== Seite ==
Messstellenbetreiber (MSB)

Der MSB wird zur zentralen Datenquelle für alle Marktteilnehmer:

  • Datenbereitstellung und -qualität: Der MSB ist verantwortlich für die vollständige, korrekte und fristgerechte Übermittlung von Messwerten (inkl. Lastgängen, Statusmeldungen). Verspätungen oder Fehler wirken sich direkt auf NB und LF aus.
  • Schnittstellenmanagement: Die neuen Prozesse erfordern eine standardisierte Kommunikation (z. B. via EDIFACT oder AS4), was eine Anpassung der IT-Systeme notwendig macht. MSB müssen sicherstellen, dass ihre Systeme mit denen von NB und LF kompatibel sind.
  • Rollout intelligenter Messsysteme (iMSys): Der MSB ist für die Installation und Wartung von iMSys zuständig, deren Daten künftig Grundlage für alle Marktprozesse sind. Verzögerungen im Rollout (z. B. durch Lieferengpässe) können zu Datenlücken führen.

2. Kritische prozessuale Abhängigkeiten und Synchronisationslücken

Die neuen Prozesse führen zu stärkeren Wechselwirkungen zwischen den Marktrollen, die heute noch nicht ausreichend abgestimmt sind. Folgende Abhängigkeiten sind besonders relevant:

a) Stammdatenmanagement (An- und Abmeldung von Zählpunkten)
===
== Verfügbare Datensätze ==
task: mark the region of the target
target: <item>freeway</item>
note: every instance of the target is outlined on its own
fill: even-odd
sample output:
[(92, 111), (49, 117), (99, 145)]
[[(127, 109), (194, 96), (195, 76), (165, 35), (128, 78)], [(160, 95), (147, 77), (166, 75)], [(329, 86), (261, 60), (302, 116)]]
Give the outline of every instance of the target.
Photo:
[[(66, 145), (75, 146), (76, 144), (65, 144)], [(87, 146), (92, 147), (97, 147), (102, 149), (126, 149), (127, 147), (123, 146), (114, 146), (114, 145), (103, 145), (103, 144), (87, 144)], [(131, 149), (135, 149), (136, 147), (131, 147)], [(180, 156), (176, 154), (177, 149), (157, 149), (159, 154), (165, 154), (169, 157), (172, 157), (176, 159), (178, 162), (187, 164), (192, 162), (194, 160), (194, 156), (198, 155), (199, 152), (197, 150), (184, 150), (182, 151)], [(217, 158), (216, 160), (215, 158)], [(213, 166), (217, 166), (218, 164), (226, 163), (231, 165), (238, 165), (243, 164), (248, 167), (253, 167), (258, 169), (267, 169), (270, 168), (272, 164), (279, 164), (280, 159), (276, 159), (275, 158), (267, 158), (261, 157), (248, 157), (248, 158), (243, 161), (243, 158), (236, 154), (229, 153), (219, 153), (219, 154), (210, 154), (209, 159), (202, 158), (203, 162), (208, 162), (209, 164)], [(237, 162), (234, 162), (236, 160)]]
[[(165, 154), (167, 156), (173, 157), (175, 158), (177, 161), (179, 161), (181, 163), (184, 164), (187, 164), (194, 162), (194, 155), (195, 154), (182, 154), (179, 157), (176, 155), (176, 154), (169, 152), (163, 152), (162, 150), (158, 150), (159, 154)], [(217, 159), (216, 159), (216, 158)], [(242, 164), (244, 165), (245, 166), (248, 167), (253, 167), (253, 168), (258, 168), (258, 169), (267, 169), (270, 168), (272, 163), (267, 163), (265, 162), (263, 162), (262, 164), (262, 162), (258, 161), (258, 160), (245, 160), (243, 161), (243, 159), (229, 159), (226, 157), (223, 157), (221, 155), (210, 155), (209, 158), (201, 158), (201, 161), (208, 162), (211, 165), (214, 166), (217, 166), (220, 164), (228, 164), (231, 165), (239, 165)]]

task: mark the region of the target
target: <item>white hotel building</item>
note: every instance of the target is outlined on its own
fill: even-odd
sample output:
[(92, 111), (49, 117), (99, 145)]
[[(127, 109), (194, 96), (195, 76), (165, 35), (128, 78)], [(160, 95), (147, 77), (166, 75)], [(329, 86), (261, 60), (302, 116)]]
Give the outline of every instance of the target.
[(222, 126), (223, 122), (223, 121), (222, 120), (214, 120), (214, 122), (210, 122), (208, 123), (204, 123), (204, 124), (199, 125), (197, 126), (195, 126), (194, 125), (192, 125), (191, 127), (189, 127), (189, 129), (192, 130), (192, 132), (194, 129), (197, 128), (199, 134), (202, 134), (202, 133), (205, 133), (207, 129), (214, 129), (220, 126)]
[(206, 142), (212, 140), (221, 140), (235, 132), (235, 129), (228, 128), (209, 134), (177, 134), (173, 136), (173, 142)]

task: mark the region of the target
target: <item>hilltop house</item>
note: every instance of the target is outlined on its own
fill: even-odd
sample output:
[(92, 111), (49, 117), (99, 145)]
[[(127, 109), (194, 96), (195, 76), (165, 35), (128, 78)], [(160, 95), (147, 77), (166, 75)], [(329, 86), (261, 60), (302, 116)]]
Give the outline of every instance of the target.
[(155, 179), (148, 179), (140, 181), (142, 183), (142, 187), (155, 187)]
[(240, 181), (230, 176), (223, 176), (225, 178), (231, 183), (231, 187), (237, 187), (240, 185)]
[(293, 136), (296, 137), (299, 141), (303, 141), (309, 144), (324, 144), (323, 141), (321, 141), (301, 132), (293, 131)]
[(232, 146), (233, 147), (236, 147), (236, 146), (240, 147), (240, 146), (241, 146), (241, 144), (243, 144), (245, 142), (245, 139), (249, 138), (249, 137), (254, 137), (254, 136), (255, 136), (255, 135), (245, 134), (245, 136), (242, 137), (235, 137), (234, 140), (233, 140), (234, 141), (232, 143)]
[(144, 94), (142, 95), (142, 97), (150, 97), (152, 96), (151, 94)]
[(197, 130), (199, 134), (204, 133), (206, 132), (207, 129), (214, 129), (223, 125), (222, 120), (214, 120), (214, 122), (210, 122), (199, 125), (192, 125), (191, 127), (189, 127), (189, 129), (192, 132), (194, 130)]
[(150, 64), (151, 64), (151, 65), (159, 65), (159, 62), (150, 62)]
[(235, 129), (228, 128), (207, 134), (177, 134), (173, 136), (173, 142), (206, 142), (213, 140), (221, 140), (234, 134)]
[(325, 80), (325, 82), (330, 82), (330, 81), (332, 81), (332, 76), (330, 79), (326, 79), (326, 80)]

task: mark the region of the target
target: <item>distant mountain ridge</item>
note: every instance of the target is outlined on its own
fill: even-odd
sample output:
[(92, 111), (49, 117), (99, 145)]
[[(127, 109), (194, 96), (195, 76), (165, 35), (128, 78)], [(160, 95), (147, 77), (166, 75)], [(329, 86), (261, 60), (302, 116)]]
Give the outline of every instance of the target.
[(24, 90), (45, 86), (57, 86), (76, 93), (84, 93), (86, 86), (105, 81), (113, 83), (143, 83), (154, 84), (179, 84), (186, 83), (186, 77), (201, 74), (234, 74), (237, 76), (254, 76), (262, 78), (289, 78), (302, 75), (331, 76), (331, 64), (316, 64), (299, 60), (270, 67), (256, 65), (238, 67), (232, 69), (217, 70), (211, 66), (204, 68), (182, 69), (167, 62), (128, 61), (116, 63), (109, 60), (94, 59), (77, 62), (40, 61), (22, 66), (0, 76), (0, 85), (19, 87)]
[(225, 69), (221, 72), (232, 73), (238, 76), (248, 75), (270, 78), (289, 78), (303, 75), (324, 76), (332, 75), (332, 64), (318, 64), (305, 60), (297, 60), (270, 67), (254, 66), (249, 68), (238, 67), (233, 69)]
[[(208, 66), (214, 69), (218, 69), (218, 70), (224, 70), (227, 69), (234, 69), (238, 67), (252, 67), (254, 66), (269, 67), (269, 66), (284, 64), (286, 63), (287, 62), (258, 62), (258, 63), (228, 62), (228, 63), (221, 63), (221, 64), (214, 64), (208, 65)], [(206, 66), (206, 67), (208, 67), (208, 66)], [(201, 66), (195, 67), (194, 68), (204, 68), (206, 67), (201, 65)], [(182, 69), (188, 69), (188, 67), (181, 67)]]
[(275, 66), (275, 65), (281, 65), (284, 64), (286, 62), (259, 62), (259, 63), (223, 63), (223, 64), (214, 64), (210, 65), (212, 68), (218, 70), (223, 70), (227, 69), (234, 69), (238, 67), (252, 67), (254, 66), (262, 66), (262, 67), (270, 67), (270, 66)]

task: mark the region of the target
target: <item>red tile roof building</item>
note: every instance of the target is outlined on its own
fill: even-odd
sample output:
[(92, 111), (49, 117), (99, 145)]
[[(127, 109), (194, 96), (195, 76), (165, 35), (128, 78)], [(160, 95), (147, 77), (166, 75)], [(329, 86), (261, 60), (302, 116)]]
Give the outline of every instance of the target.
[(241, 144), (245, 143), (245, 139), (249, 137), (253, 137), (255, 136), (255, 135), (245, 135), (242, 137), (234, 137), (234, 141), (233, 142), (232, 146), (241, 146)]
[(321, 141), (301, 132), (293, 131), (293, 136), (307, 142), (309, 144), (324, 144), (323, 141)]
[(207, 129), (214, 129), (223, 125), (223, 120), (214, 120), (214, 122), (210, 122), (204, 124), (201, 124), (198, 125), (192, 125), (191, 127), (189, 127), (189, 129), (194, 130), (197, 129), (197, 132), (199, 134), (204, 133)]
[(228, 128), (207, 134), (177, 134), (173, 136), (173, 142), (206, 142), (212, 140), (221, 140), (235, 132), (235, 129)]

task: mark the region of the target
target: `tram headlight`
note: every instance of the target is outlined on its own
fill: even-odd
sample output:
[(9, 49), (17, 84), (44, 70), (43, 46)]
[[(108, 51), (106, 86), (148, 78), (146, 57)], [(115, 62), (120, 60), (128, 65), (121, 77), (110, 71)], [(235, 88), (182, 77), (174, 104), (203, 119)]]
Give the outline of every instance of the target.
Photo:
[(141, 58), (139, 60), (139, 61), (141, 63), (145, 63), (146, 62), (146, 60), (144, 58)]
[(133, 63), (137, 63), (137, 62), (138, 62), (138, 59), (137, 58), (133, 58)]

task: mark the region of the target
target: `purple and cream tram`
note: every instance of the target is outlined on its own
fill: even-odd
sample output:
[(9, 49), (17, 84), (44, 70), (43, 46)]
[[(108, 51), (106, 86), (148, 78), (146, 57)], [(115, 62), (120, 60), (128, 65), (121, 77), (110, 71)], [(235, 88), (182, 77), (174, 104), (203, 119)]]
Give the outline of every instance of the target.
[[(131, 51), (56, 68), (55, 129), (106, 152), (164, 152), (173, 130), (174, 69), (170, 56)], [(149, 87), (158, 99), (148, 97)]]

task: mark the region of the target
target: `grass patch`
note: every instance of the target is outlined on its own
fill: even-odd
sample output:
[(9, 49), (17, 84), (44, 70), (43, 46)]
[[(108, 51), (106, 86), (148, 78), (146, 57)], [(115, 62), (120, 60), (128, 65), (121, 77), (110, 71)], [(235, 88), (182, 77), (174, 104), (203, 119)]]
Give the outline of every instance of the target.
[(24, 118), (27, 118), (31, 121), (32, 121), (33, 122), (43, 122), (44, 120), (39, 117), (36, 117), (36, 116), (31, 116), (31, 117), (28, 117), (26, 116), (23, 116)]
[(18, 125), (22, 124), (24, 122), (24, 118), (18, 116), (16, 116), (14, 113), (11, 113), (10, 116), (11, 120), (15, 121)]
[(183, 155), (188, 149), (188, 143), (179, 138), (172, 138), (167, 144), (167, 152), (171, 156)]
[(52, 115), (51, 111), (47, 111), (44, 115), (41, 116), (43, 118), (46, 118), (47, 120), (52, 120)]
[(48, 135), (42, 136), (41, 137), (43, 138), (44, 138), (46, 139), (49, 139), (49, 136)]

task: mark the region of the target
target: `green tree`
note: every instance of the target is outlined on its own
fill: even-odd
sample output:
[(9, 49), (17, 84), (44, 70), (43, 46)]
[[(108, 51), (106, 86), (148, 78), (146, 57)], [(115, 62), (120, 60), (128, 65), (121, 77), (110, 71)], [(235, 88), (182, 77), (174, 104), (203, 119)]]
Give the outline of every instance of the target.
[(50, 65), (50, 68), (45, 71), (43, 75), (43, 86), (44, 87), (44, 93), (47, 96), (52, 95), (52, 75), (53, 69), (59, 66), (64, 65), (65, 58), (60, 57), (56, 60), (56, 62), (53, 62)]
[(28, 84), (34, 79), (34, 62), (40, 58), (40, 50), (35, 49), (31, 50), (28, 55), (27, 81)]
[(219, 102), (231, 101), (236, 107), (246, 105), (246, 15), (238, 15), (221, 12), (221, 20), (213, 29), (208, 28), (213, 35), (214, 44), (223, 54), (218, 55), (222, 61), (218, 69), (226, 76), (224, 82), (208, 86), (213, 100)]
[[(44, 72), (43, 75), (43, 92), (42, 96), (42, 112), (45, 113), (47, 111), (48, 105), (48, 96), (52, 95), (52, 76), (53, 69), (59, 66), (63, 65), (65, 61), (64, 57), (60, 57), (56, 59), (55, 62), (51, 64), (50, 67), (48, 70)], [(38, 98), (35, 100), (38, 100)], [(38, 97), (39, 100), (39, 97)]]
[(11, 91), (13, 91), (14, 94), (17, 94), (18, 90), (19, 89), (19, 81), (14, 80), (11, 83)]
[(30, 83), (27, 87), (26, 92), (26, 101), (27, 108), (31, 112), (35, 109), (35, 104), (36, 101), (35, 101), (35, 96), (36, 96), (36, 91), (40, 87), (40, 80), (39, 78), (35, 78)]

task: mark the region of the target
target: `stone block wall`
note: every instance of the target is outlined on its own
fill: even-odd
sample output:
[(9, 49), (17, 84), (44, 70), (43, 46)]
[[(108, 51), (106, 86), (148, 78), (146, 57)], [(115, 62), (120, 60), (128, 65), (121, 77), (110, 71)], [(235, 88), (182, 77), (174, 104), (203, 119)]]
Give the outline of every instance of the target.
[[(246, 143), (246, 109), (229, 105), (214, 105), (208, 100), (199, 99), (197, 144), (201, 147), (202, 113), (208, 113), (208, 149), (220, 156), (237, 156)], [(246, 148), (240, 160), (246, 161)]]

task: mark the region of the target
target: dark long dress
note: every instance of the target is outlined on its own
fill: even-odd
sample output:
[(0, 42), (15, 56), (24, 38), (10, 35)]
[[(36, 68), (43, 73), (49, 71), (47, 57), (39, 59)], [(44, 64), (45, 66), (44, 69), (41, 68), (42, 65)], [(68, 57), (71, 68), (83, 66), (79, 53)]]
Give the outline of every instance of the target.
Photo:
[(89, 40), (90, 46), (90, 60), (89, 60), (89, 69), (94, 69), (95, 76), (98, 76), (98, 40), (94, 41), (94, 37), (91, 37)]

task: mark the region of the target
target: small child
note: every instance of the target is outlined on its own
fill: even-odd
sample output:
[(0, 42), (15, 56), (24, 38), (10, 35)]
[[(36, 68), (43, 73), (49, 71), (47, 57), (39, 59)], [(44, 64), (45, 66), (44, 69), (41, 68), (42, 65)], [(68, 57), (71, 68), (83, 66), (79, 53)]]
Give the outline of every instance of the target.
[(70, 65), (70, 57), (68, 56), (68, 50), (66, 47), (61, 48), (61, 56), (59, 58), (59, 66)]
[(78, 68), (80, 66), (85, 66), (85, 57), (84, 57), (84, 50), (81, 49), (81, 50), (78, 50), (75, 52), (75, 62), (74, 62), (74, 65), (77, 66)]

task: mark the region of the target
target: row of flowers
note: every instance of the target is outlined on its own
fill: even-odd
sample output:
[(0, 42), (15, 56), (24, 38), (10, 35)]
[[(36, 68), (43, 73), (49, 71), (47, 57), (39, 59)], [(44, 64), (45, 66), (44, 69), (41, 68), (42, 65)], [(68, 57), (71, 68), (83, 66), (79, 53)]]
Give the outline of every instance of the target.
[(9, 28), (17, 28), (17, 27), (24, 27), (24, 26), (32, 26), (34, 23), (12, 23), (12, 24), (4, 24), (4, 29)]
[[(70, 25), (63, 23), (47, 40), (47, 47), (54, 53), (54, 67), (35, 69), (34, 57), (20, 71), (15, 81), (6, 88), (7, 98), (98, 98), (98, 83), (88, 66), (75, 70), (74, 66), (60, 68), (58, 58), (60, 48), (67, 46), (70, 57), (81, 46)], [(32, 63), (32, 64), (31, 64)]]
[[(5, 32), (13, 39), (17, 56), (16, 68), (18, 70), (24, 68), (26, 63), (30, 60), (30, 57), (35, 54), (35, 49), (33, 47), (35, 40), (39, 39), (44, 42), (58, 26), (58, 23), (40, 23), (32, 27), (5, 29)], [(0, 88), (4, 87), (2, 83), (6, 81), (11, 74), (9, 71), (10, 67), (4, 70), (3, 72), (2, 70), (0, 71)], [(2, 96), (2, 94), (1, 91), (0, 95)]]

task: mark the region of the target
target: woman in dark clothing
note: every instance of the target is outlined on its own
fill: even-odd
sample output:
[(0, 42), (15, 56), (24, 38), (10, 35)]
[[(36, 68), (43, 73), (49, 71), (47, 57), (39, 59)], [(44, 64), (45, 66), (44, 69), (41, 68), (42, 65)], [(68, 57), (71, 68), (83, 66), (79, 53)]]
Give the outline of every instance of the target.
===
Anweisung 1: Gib den Text über den Messstellenbetreiber von „Messstellenbetreiber (MSB)“ bis „und LF aus.“ erneut wieder und ersetze darin „Messwerten“ durch „Zählerwerten“.
Anweisung 2: Suche aus den Datensätzen jede Zeile heraus, die die Zeichenfolge „building“ enthält, und schreibe diese Zeilen ab.

Schriftliche Antwort 1:
Messstellenbetreiber (MSB)

Der MSB wird zur zentralen Datenquelle für alle Marktteilnehmer:

  • Datenbereitstellung und -qualität: Der MSB ist verantwortlich für die vollständige, korrekte und fristgerechte Übermittlung von Zählerwerten (inkl. Lastgängen, Statusmeldungen). Verspätungen oder Fehler wirken sich direkt auf NB und LF aus.

Schriftliche Antwort 2:
target: <item>white hotel building</item>
target: <item>red tile roof building</item>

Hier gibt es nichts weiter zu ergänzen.